[What you have to do]:
Copy out all of the records below, substituting "mark" for each occurrence of "annotate" and leaving every other word and mark as it stands.

[Record set]:
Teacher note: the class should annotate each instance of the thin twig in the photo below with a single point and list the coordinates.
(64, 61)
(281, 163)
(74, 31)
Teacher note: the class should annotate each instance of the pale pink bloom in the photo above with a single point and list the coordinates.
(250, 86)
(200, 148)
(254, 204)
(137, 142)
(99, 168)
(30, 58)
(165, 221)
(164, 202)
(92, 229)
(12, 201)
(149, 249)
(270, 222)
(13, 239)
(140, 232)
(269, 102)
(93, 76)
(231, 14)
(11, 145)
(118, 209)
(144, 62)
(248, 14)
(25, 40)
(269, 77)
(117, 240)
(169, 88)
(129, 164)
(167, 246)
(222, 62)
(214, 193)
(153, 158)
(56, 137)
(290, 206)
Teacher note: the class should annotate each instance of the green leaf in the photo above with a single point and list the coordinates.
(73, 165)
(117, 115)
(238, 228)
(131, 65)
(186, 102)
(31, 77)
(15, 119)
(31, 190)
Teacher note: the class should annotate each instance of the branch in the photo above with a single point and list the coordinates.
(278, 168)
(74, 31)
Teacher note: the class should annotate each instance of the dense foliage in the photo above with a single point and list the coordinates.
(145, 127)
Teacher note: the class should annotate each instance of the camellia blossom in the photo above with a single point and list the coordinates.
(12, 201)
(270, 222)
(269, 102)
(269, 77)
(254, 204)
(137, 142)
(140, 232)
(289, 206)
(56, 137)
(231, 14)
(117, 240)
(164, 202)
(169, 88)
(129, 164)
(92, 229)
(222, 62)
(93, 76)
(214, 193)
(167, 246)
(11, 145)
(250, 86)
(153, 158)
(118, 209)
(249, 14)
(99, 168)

[Output for this task]:
Teacher note: the class should mark each instance of the thin twig in the photo below with a single point and list the coordinates.
(64, 61)
(281, 163)
(74, 31)
Teacher note: the class should mark each instance of the pale pink bloom in the photo above with a single point and list the coordinates.
(250, 86)
(200, 148)
(254, 204)
(137, 142)
(99, 168)
(30, 58)
(165, 221)
(164, 202)
(92, 229)
(12, 201)
(149, 249)
(270, 222)
(13, 239)
(140, 232)
(269, 102)
(93, 76)
(231, 14)
(11, 145)
(118, 209)
(144, 62)
(248, 14)
(25, 40)
(269, 77)
(117, 240)
(169, 88)
(129, 164)
(167, 246)
(222, 62)
(214, 193)
(153, 158)
(56, 137)
(290, 206)
Teacher note: the class should mark each instance of the green leaf in the photo above with a single point and list the coordinates.
(73, 165)
(117, 115)
(238, 228)
(131, 65)
(186, 102)
(31, 77)
(15, 119)
(31, 190)
Teacher note: the class should mark each instance of the branch in the photo above with a single point and list the coordinates.
(278, 168)
(74, 31)
Teacher note: the class should mark each instance of the dense foliage in the photo above with a single point and list the coordinates.
(145, 127)
Teacher note: the class should mark each instance of the camellia blossom in the photo above with a single point and list the coordinates.
(12, 201)
(270, 222)
(269, 102)
(269, 77)
(254, 204)
(137, 142)
(140, 232)
(289, 206)
(56, 137)
(231, 14)
(117, 240)
(164, 202)
(169, 88)
(129, 164)
(92, 229)
(222, 62)
(93, 76)
(214, 193)
(167, 246)
(11, 145)
(250, 86)
(153, 158)
(118, 209)
(249, 14)
(99, 168)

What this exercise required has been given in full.